Search code examples
rstandardized

Standardize data using monthly mean and sd


I have a dataset for 50 years (which are daily values) in the following form:

Date Var1 Var2 Var3 Var4 Var5 Var6

1994-01-01 2.2 0.1 98 0 7.5 3.6

1994-01-02 4.1 3.2 70 0 2.6 5.2

1994-01-03 10.7 3.3 0 76 4.3 4.5

1994-01-04 8.5 2.3 2.6 90 0 .5 0.6

I want to standardize the data month wise i.e. using the mean and sd of each month computed from the 50 years of data and standardize every variable using the computed mean and sd. For that, first I should get the mean and sd for every month from the 50 years (i.e. in total, 12 values of mean and 12 values of sd). I am new to R and I don’t know how to compute the 50 years of average for every month in the data.frame. I used the following function to get the standardized values:

Std_data ← data.Normalization (data,type="n1",normalization="column")

However, as per I understood the above way gives the standardized values using the mean and sd of the entire column. I tried to separate the data month wise using the function "group_by" and also tried the function "subset" but I still could not get the result I want.


Solution

  • You can perform this task using package plyr.

    library(plyr)
    
    #generate data
    set.seed(1992)
    n=99
    Year <- sample(2013:2015, n, replace = TRUE, prob = NULL)
    Month <- sample(1:12, n, replace = TRUE, prob = NULL)
    V1 <- abs(rnorm(n))*100
    V2 <- abs(rnorm(n))*100
    V3 <- abs(rnorm(n))*100
    
    df <- data.frame(Year, Month, V1, V2, V3)
    
    #calculate mean and sd for each month
    avg_sd <- ddply(df, .(Month), summarize,
      V1_m = mean(V1),
      V2_m = mean(V2),
      V3_m = mean(V3),
      V1_sd = sd(V1),
      V2_sd = sd(V2),
      V3_sd = sd(V3)
      )
    
    #connect averages and sd's to data frame
    df <- merge(df,avg_sd,by="Month")
    
    
    #standatrise your variables. I used subtraction but you can use any formula you want
    df <- ddply(df,.(Year, Month, V1, V2, V3, V1_m, V2_m, V3_m), summarize,
            s_m_V1 = V1-V1_m,
            s_m_V2 = V2-V2_m,
            s_m_V3 = V3-V3_m,
            s_sd_V1 = V1-V1_sd,
            s_sd_V2 = V2-V2_sd,
            s_sd_V3 = V3-V3_sd
            )

Record excerpts:
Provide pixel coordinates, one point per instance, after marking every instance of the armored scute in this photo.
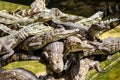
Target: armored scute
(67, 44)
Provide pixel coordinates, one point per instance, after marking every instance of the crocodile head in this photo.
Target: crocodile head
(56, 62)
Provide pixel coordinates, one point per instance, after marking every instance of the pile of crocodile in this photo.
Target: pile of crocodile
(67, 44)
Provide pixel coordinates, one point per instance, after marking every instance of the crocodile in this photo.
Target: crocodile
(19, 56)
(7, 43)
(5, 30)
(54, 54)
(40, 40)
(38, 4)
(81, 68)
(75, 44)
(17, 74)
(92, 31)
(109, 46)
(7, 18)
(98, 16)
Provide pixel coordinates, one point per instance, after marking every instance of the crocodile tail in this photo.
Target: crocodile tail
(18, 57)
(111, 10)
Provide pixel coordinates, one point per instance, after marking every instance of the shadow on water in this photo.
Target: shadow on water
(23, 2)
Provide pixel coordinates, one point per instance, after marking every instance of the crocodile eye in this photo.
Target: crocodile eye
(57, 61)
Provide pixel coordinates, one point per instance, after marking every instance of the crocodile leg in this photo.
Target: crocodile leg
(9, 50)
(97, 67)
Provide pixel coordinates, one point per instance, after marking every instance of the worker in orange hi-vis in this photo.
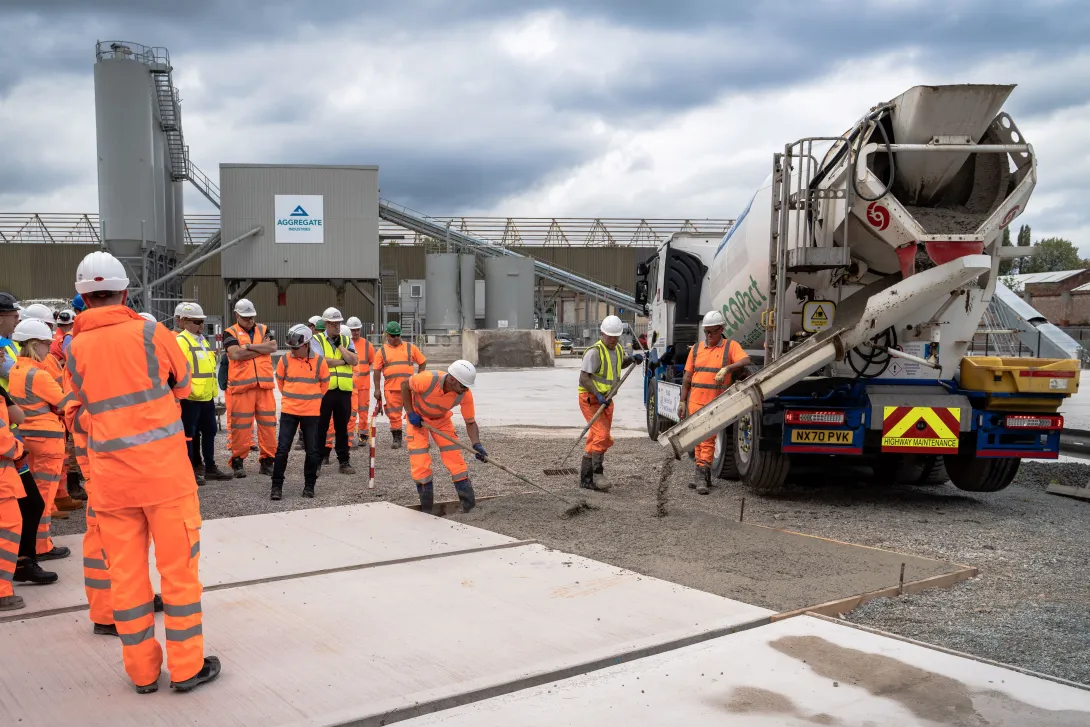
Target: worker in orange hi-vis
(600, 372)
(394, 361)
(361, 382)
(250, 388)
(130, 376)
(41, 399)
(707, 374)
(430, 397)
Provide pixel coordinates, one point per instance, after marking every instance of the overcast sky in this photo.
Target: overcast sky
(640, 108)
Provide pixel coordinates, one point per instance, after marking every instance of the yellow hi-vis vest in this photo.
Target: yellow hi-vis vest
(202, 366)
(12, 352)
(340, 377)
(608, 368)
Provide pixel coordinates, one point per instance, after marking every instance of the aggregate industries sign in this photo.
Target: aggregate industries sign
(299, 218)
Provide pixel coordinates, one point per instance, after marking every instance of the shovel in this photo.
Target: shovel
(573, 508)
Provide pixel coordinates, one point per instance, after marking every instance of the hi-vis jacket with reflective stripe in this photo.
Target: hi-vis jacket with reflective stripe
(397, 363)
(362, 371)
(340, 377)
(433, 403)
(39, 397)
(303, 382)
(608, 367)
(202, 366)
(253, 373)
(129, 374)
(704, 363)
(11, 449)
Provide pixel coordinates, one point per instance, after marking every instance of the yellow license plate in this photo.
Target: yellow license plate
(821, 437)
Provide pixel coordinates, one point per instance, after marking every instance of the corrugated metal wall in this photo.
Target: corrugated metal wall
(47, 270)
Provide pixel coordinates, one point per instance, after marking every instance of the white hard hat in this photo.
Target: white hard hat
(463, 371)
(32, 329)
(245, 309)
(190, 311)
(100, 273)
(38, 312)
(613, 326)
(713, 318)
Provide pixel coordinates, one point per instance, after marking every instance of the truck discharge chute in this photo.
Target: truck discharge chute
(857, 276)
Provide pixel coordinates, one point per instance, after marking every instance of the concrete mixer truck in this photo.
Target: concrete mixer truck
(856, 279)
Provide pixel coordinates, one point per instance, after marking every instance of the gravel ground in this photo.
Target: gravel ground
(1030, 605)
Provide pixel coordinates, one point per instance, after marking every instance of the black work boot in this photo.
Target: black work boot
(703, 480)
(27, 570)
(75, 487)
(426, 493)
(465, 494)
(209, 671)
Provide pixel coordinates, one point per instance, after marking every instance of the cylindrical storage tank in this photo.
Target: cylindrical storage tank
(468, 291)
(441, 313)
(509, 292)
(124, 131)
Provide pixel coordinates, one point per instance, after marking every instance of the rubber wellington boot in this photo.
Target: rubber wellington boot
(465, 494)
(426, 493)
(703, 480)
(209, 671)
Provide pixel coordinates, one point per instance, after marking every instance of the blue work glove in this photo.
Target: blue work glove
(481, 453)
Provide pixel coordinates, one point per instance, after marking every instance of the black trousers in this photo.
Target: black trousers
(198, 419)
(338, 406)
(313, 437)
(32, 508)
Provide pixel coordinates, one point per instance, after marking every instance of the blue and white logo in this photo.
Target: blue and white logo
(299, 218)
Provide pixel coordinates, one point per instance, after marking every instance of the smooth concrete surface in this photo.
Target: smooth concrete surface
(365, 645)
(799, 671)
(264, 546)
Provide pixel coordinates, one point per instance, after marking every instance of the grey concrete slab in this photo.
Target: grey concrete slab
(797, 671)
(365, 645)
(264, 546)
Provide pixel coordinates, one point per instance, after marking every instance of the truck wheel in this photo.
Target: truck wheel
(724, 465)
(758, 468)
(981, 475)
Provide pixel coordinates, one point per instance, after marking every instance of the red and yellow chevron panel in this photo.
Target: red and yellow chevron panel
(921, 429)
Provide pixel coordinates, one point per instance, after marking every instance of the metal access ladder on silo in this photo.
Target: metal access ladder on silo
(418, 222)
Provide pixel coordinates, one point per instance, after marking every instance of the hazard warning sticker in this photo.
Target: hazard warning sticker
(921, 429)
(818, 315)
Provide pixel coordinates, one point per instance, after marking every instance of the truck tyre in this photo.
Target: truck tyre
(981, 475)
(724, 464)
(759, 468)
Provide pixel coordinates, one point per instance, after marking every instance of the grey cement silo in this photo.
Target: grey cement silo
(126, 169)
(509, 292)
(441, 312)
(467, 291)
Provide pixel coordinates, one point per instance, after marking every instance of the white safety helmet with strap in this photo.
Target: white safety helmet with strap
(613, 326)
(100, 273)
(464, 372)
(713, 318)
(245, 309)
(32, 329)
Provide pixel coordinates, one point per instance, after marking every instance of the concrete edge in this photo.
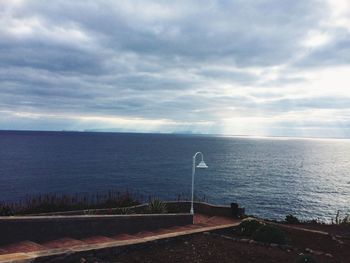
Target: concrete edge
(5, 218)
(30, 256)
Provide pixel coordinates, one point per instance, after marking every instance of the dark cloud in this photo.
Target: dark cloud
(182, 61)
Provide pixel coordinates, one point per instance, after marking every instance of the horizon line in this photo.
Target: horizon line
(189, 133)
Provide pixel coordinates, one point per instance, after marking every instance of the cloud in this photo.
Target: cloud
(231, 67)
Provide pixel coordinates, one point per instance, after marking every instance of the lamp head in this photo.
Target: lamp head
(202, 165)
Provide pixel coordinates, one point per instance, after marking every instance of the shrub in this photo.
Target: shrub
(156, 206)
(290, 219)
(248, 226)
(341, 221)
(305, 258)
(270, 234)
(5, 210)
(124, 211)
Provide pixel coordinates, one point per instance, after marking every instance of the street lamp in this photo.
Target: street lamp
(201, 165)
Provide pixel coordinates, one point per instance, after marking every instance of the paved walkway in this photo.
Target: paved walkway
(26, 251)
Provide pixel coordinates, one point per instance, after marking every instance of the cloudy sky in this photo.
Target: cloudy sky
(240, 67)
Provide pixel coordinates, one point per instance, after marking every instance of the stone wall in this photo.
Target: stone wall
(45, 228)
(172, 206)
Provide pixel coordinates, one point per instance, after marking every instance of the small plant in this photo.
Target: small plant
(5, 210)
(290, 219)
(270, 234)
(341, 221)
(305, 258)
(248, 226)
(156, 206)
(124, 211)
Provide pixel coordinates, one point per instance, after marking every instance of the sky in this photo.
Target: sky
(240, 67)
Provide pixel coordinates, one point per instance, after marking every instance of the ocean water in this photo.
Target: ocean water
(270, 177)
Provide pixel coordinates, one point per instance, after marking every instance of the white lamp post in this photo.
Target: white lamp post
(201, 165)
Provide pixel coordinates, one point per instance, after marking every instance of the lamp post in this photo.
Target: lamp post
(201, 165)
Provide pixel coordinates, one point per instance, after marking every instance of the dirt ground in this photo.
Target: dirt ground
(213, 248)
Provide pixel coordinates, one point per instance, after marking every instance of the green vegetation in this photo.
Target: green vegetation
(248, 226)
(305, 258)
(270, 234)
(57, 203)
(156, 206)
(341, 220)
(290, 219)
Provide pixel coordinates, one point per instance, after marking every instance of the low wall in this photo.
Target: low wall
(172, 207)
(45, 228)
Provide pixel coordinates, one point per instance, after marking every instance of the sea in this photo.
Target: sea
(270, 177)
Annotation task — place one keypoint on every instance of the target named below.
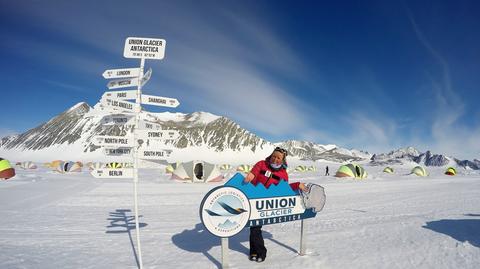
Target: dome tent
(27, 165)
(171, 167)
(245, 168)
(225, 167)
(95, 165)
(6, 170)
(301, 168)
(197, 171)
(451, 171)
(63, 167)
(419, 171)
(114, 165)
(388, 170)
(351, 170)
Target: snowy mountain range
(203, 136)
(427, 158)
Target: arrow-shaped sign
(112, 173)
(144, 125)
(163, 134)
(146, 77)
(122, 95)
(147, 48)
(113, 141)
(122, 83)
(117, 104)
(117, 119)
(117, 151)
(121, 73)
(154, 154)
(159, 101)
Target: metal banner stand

---

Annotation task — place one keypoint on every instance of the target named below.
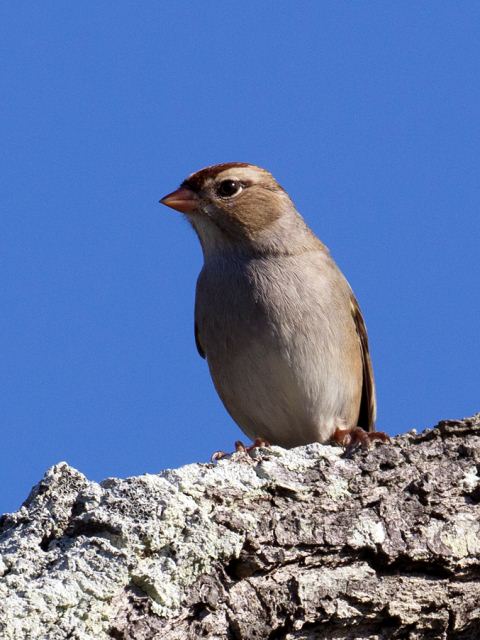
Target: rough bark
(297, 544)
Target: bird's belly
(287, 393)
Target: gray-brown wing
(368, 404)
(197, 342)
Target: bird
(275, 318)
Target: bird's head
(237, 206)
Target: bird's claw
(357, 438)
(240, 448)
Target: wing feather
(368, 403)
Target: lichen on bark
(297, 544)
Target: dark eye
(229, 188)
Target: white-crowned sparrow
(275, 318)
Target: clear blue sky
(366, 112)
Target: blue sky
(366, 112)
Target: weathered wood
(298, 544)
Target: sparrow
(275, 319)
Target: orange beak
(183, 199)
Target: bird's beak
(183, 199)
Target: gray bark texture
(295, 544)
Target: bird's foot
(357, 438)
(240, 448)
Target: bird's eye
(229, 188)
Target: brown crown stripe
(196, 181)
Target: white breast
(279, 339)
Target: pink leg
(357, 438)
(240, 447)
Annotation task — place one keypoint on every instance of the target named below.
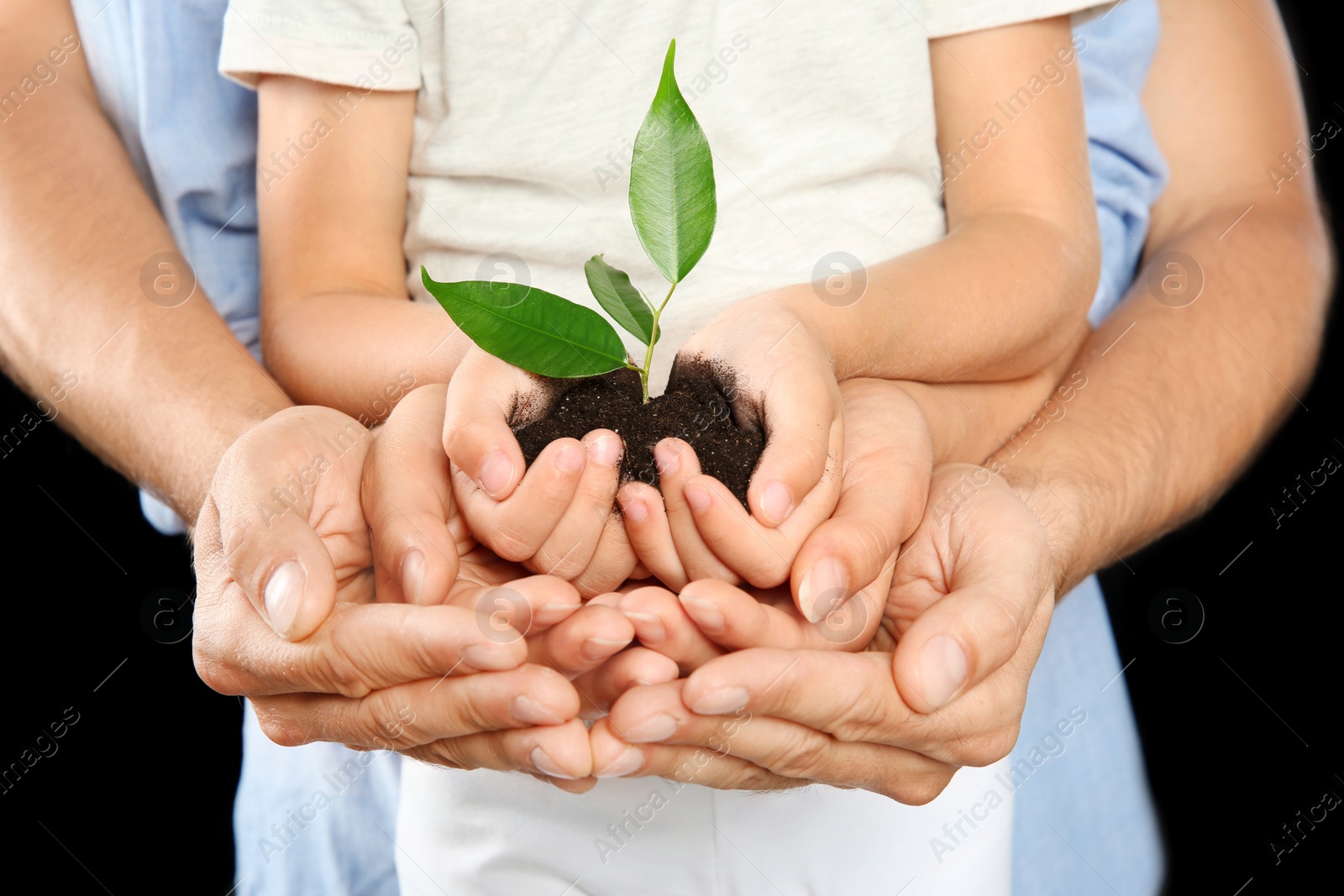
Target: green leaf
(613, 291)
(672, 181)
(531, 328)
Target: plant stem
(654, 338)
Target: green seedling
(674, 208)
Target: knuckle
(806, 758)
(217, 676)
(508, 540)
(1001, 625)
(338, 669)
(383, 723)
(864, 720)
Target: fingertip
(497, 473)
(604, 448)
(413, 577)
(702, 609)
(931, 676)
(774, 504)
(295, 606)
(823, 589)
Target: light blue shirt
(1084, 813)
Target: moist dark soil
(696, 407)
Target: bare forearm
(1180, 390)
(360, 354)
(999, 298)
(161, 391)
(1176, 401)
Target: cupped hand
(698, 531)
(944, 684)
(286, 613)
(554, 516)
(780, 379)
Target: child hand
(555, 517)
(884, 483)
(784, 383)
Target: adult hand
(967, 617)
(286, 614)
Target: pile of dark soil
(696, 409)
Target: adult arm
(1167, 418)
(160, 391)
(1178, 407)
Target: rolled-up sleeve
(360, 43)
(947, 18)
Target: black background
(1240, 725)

What needs to be done:
In the thread on standardizing data by month, which R package does the solution use?

Expected answer:
plyr